PROBLEM> Write out again, word for word, the lines starting at the first one and ending at the line that contains "[(766, 410), (633, 426), (536, 365), (903, 360)]", with both ends included. Leave the pictures out of your answer.

TASK DATA>
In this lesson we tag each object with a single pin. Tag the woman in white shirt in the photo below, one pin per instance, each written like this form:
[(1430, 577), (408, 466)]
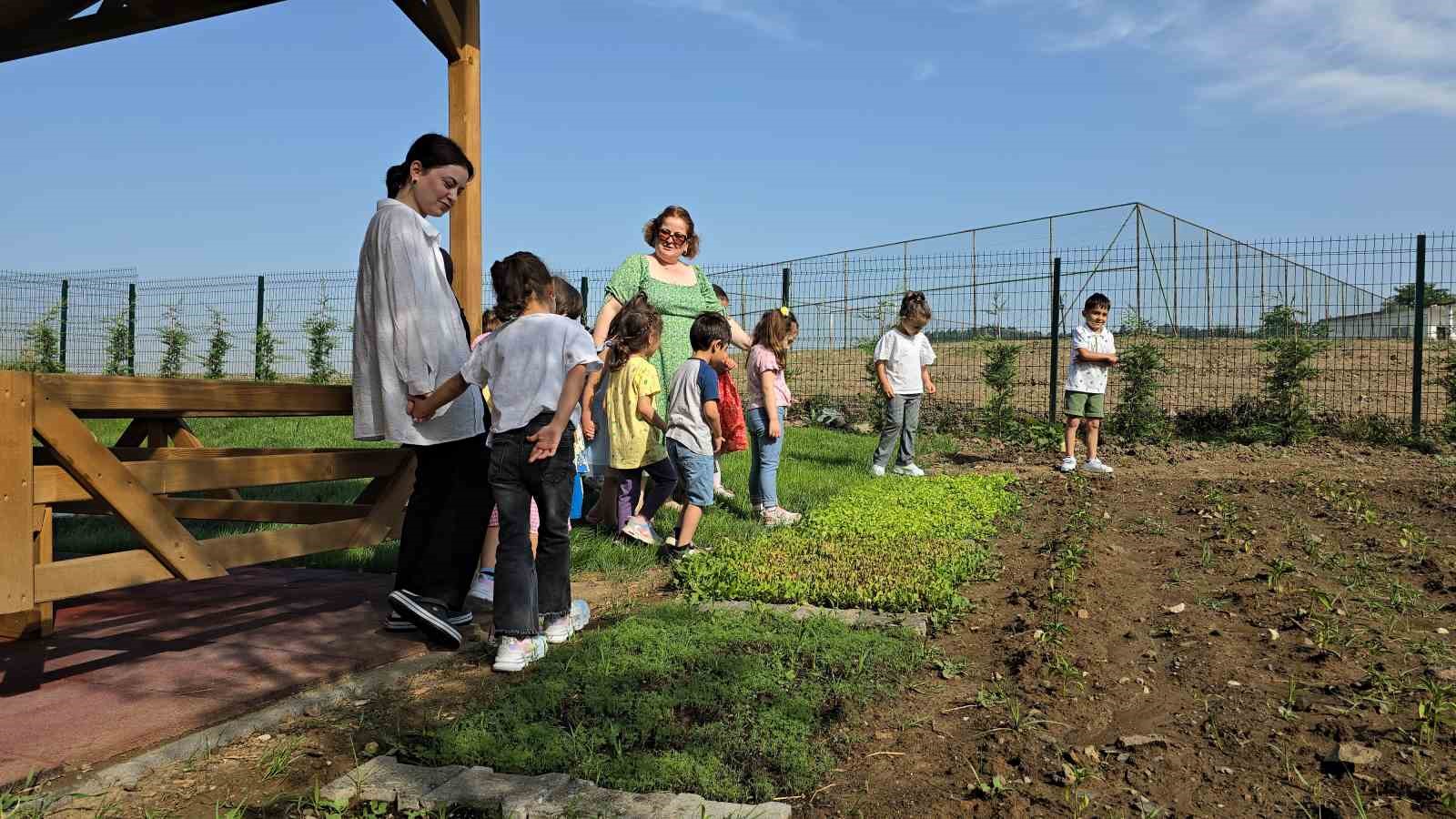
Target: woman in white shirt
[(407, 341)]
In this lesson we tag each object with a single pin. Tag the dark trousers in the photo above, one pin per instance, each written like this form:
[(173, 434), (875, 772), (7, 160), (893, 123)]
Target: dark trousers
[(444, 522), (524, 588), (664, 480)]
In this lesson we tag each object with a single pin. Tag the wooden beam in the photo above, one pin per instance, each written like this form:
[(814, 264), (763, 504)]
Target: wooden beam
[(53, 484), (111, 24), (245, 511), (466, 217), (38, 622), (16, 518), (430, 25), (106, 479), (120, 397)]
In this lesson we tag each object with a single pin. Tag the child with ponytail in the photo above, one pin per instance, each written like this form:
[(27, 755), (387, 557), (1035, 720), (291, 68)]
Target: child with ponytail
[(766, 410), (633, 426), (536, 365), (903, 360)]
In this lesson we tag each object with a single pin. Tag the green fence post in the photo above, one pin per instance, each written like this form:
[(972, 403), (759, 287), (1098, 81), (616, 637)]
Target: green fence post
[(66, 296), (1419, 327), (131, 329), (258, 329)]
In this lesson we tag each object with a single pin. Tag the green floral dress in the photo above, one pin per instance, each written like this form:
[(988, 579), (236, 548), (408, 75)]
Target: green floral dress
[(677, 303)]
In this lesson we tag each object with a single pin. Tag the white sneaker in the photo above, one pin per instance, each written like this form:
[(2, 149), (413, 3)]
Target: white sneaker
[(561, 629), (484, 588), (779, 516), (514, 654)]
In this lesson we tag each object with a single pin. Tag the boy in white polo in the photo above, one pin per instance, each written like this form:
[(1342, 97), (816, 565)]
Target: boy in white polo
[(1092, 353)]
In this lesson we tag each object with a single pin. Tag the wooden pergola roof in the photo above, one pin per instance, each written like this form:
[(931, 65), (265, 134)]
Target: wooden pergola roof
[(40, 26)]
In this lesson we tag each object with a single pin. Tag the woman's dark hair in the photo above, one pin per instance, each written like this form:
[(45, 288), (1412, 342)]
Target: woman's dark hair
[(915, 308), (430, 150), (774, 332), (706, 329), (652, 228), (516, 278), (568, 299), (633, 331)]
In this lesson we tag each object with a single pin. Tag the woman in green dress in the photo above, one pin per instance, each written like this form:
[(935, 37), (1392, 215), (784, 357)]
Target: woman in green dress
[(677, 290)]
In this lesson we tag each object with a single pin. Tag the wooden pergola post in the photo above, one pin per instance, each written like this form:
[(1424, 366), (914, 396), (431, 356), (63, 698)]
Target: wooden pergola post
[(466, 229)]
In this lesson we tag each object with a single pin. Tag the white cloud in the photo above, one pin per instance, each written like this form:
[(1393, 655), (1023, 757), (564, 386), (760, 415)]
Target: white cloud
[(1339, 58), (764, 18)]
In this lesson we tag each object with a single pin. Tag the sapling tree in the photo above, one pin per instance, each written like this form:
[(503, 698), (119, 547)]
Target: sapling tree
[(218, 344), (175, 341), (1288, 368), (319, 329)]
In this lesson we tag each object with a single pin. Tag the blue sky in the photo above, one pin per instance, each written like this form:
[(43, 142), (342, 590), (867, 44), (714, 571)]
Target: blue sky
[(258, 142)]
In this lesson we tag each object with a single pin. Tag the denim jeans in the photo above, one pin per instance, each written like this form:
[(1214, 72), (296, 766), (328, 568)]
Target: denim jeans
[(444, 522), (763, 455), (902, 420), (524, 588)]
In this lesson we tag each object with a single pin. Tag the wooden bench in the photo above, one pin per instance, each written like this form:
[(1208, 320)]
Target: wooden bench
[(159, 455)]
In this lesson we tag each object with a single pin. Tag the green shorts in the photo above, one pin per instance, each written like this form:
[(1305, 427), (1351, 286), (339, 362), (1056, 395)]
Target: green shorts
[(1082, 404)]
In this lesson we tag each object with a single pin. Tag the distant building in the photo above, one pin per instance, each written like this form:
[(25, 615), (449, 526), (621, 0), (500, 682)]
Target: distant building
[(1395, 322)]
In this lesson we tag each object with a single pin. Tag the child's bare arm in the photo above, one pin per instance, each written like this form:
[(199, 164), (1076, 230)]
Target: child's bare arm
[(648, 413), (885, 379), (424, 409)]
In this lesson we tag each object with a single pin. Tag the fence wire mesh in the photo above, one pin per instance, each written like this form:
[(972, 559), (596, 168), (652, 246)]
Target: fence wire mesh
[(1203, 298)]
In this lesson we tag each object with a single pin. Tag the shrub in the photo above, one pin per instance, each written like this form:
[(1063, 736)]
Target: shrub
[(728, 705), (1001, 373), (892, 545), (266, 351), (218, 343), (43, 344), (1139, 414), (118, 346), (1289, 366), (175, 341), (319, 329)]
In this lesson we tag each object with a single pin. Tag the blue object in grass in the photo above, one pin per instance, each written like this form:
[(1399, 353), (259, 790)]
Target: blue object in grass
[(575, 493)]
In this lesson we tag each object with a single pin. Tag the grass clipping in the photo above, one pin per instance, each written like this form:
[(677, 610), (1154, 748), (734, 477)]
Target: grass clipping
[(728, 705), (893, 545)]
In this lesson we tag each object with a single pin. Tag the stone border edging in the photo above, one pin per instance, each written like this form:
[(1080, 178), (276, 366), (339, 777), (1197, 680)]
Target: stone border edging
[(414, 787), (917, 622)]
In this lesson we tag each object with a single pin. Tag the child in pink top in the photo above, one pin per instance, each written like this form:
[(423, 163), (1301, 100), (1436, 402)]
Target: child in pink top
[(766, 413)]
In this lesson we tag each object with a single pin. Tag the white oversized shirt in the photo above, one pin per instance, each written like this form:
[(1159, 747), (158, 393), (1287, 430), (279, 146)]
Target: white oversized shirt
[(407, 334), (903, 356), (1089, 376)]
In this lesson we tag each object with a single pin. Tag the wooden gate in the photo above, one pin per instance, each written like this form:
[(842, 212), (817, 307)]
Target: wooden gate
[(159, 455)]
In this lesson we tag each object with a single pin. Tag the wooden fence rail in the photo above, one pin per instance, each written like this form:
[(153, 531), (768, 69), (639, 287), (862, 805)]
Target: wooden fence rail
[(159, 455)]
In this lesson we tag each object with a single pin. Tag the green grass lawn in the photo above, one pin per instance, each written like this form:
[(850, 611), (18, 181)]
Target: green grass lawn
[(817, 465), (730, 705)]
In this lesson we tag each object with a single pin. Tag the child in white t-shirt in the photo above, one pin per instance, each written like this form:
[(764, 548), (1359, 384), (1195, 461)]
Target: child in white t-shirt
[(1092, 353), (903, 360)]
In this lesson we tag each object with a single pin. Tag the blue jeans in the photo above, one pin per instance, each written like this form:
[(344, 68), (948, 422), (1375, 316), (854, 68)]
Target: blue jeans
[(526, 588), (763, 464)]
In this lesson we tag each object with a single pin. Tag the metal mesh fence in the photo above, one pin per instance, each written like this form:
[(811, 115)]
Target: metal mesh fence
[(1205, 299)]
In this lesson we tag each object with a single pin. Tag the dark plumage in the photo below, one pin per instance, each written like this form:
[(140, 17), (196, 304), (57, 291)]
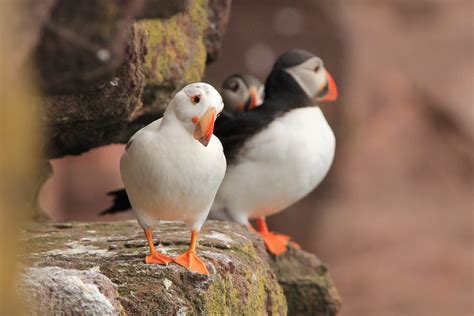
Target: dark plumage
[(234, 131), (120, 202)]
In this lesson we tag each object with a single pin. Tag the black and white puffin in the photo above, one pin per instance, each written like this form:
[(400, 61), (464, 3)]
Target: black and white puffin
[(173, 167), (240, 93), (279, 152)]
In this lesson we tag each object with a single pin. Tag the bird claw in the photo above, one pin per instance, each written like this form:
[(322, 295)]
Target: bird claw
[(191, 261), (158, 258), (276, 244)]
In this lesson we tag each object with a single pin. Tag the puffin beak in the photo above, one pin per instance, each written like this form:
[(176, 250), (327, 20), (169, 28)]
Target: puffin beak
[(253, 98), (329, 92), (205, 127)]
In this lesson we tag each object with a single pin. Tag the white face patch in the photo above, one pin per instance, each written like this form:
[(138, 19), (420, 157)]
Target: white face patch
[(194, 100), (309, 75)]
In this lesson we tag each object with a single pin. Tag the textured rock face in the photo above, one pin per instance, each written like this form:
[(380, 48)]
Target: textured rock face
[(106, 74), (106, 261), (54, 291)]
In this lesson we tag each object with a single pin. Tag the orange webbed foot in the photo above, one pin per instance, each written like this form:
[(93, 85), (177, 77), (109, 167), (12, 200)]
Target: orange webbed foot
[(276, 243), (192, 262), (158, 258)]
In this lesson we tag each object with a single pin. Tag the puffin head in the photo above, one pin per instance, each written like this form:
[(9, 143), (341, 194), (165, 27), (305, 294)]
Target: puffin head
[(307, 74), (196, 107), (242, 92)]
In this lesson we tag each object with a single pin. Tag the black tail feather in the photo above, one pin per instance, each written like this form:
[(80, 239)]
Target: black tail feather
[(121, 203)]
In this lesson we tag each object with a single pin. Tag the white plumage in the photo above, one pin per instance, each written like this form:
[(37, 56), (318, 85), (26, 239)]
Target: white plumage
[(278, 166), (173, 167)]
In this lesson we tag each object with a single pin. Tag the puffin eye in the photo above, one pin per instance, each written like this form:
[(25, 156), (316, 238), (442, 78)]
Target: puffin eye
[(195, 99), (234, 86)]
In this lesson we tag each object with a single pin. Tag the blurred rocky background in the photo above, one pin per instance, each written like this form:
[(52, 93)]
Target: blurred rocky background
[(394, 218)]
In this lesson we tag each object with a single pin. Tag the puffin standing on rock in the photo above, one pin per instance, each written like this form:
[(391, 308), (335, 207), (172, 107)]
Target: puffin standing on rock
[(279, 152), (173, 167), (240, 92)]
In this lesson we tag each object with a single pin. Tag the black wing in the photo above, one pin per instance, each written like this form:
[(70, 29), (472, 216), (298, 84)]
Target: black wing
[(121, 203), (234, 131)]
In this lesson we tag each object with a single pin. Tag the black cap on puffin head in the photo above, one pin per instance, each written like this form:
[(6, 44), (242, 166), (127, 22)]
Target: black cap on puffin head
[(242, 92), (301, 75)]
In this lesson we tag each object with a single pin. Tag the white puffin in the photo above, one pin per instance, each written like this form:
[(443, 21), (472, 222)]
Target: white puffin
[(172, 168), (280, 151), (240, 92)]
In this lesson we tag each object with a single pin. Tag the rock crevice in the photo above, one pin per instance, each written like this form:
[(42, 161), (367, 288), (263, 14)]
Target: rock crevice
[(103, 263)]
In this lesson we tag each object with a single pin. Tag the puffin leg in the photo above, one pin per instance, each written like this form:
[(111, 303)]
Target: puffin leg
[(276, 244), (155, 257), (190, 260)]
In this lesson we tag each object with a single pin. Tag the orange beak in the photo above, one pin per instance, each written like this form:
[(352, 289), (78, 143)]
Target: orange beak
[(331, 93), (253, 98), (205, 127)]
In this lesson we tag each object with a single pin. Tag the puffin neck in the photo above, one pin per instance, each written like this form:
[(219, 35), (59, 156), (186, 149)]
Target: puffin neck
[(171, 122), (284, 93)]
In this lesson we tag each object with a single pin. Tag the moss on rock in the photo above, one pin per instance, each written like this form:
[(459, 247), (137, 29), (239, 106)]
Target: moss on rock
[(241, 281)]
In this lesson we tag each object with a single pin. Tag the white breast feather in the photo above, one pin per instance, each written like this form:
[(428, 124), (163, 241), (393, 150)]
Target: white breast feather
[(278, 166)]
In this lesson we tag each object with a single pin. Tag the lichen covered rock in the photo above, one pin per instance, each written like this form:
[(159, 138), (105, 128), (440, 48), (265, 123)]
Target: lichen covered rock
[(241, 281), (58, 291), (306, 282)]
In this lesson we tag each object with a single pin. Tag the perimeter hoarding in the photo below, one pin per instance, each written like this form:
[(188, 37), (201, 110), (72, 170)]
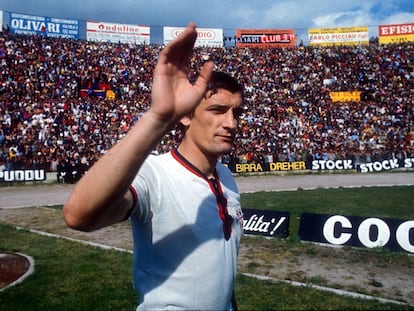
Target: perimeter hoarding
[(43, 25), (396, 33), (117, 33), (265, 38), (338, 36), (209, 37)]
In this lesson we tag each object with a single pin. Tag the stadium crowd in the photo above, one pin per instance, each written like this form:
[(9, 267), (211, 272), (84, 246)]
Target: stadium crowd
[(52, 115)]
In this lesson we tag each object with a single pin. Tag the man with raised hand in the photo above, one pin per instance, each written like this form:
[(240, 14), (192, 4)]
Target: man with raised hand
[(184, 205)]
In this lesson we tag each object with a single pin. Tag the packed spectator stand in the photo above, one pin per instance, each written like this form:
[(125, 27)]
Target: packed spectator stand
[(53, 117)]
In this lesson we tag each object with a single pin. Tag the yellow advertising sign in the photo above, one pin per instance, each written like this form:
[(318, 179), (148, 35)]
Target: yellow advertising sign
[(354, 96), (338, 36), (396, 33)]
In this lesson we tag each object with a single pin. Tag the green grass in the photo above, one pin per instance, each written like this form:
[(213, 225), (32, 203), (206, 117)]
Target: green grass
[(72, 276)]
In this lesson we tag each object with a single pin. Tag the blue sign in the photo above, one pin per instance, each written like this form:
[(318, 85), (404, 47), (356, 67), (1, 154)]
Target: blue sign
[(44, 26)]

FINAL ANSWER>
In this lesson we tag each object with a single pin. Tag the woman in white shirt in the photo below, one pin per instance, each written like this form:
[(1430, 577), (408, 466)]
Target: woman in white shirt
[(407, 341)]
In this lesson we tag each object with a single pin. Tag the dark trousers in the photo above, one pin per instance, each written like this form:
[(173, 434), (875, 772), (7, 160), (893, 123)]
Target: dark trousers
[(444, 522), (524, 588), (664, 480)]
In this lesson we tag each object with a single pin. Tag the wooden beam in the photo above, one pin per instance, each written like this form:
[(814, 264), (763, 504)]
Target: wooden beam
[(53, 484), (111, 24), (245, 511), (466, 217), (38, 622), (16, 518), (430, 25), (106, 479), (120, 397)]
In this lesson we tag each object with a single pin. Tag the child with ponytail in the photo above, one pin per instance, each written like this form:
[(27, 755), (387, 557), (1035, 720), (291, 68)]
Target: child with ponytail
[(766, 410), (633, 426), (536, 365), (903, 360)]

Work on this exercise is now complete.